WRITTEN TASKS
**a.** From the thread on the Altima stalling, transcribe everything from "problem was found" down to "you got it.".
**b.** Render the following sentence from the Altima stalling thread in Spanish: "I have noticed that parts other than factory Nissan especially in the electrical and ignition don't seem to have the same reliability."

# 97 Altima Stalling



## rrogers (Dec 7, 2004)

Hi all, Newbie here!!
Altima started stalling on acceleration from take off and stall out. With RPM's above 1300 accelerated fine, run smooth at idle. Been doing this for about a week, took to shop no codes showing. Good spark from coil and distributor. Fuel pump holds proper pressure. Car will not start now?


----------



## KA24Tech (Feb 2, 2004)

Does it have fuel and spark now that it won't start? You need to know the fuel pressure at the fuel rail, it should be at least 30 psi. The spark should fire the plug also. How old is the cap and rotor? If you can get back to me, I think we can figure it out.

Troy


----------



## rrogers (Dec 7, 2004)

*97 Nissan*



KA24Tech said:


> Does it have fuel and spark now that it won't start? You need to know the fuel pressure at the fuel rail, it should be at least 30 psi. The spark should fire the plug also. How old is the cap and rotor? If you can get back to me, I think we can figure it out.
> 
> Troy


Troy,
Thanks for quick response, 
Is my daughters car and be a day or two before I will tow it in for inspection. Changed Distributor-cap-rotor plugs-wires 2 yrs ago, had a bad no-start problem found coolant switch bad (after extreme expense). 

I am looking forward in resolving this with you and maybe some day can repay favor!

Richard


----------



## rrogers (Dec 7, 2004)

rrogers said:


> Troy,
> Thanks for quick response,
> Is my daughters car and be a day or two before I will tow it in for inspection. Changed Distributor-cap-rotor plugs-wires 2 yrs ago, had a bad no-start problem found coolant switch bad (after extreme expense).
> 
> ...


----------



## rrogers (Dec 7, 2004)

problem was found with distributor cap and rotor worn. Problem corrected


----------



## KA24Tech (Feb 2, 2004)

I'm sorry that I didn't get back to you sooner, but I'm glad you found the problem. I have noticed that parts other than factory Nissan especially in the electrical and ignition don't seem to have the same reliability. I'm not saying they don't work they seem to need a little more attention. 
Anyway, glad you got it.

Troy


----------

LISTED ENTRIES
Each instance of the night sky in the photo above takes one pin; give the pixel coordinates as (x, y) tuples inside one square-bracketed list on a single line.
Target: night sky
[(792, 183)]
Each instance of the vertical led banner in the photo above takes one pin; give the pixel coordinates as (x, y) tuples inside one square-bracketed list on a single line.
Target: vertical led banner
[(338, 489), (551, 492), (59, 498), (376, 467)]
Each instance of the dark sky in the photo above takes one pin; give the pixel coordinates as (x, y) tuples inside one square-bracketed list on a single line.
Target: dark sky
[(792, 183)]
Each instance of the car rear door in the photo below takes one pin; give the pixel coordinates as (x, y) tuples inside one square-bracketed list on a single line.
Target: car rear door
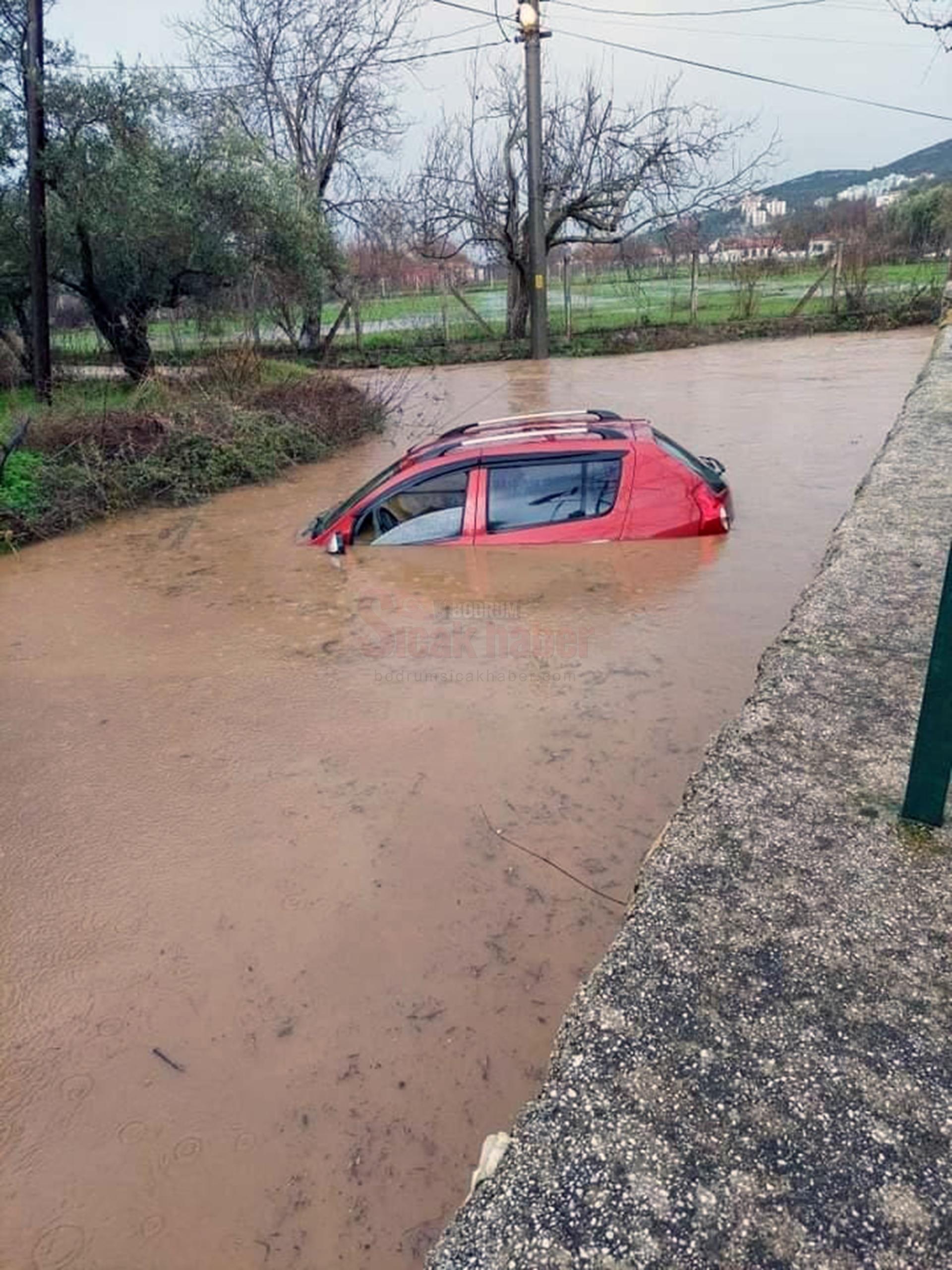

ANSWERS TO THE TASKS
**a.**
problem was found with distributor cap and rotor worn. Problem corrected


----------



## KA24Tech (Feb 2, 2004)

I'm sorry that I didn't get back to you sooner, but I'm glad you found the problem. I have noticed that parts other than factory Nissan especially in the electrical and ignition don't seem to have the same reliability. I'm not saying they don't work they seem to need a little more attention. 
Anyway, glad you got it.

**b.** He notado que las piezas que no son de fábrica de Nissan, especialmente en el sistema eléctrico y de encendido, no parecen tener la misma fiabilidad.